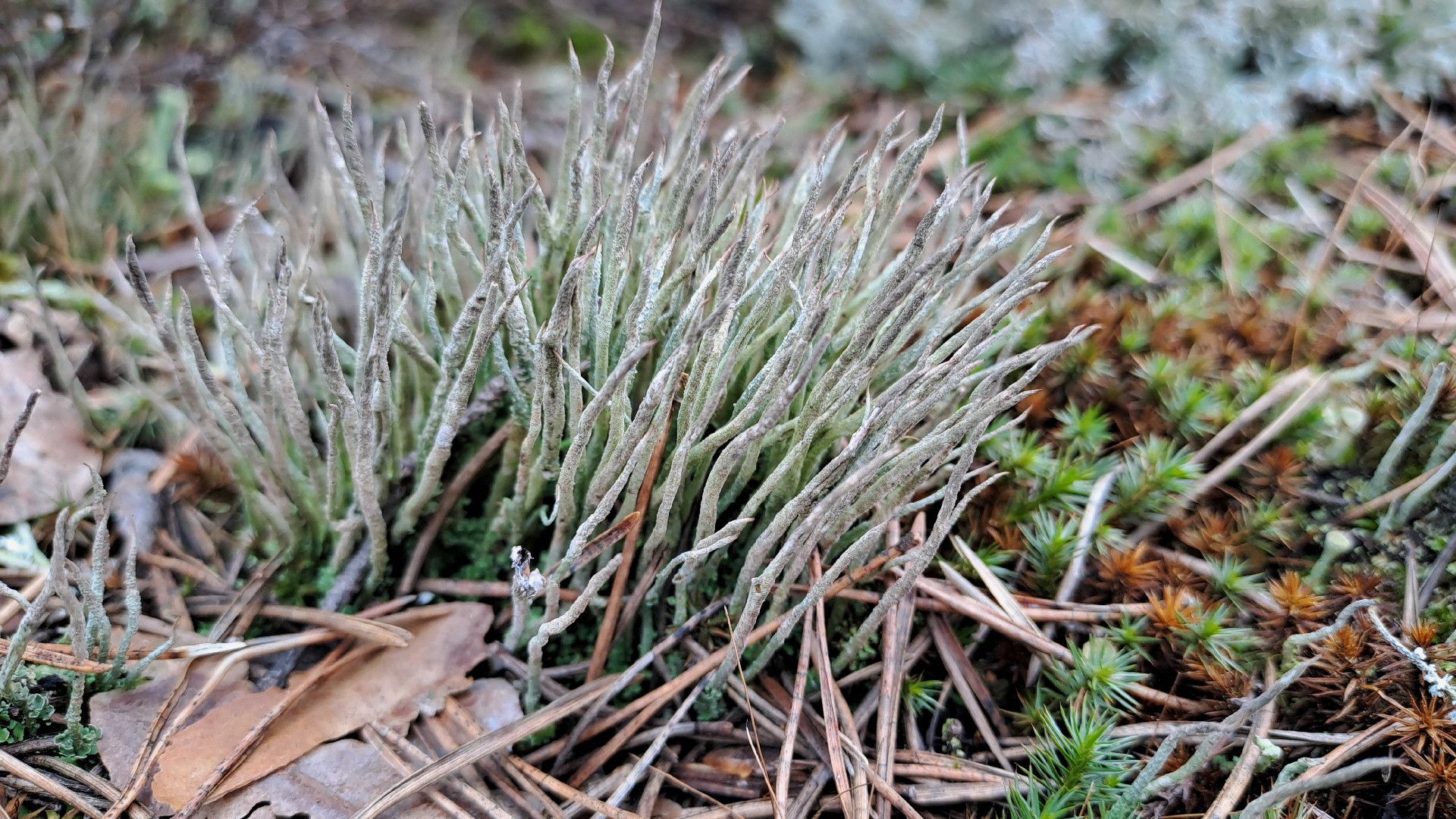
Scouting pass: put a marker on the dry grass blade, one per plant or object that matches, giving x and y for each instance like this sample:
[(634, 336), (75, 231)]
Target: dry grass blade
[(892, 676), (1242, 774), (354, 626), (1036, 642), (49, 786), (99, 784), (1421, 238), (626, 676), (833, 730), (995, 586), (297, 689), (791, 726), (414, 755), (443, 802), (957, 664), (9, 608), (484, 746), (566, 792), (619, 583)]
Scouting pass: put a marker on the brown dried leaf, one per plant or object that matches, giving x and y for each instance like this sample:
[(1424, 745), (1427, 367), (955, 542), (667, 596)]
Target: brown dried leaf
[(52, 458), (391, 686), (492, 701), (124, 717), (331, 781)]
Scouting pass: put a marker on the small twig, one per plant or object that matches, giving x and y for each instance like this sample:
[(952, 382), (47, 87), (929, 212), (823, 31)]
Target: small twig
[(650, 755), (1280, 391), (338, 657), (1036, 642), (1304, 784), (956, 664), (619, 585), (566, 792), (93, 781), (1242, 773), (1199, 172), (334, 599)]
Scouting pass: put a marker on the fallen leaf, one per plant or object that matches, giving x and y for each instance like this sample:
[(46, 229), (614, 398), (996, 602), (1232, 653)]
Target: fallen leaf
[(331, 781), (733, 761), (52, 464), (124, 717), (134, 504), (391, 686), (494, 703)]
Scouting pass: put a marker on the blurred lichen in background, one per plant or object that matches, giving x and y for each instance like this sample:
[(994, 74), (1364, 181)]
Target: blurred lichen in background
[(1109, 74)]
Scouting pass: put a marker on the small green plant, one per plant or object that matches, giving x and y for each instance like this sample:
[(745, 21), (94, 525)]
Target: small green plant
[(921, 694), (1075, 764), (1098, 676)]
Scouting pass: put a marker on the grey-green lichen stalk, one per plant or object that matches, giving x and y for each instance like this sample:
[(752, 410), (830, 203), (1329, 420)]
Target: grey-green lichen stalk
[(817, 353)]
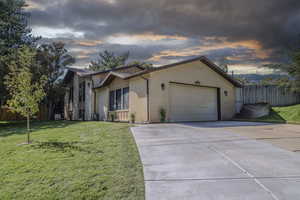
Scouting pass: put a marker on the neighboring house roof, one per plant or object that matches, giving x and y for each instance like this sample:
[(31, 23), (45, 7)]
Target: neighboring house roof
[(116, 69), (203, 59)]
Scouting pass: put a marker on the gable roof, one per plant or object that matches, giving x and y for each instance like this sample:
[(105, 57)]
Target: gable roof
[(203, 59), (71, 71), (116, 69), (109, 78)]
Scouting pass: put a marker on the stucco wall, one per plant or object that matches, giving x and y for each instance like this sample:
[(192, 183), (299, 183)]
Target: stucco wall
[(189, 73), (89, 97), (102, 102), (75, 103), (138, 99)]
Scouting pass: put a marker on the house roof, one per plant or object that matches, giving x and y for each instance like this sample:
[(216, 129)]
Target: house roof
[(116, 69), (203, 59), (109, 78), (72, 70)]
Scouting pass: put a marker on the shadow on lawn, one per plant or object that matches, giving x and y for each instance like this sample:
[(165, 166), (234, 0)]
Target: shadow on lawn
[(19, 127), (62, 146)]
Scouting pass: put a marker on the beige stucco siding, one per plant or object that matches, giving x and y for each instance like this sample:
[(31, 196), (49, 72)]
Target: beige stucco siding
[(188, 73), (138, 99), (102, 103)]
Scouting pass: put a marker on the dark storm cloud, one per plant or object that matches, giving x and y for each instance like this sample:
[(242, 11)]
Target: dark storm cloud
[(273, 23)]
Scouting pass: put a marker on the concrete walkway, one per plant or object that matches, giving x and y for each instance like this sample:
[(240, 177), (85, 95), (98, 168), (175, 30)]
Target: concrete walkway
[(209, 161)]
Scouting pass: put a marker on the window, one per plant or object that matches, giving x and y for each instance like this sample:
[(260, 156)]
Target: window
[(71, 95), (125, 98), (82, 92), (112, 100), (119, 99)]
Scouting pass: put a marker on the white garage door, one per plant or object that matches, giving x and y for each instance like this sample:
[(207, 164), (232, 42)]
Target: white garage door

#### [Exercise directions]
Print the data from the line with "Scouting pass: put a marker on the white" through the end of the data, copying those lines exactly.

#### [Result below]
Scouting pass: put a marker on the white garage door, one per plant or object that matches, giving x and y for each instance like this sample:
[(207, 164), (232, 42)]
Target: white garage door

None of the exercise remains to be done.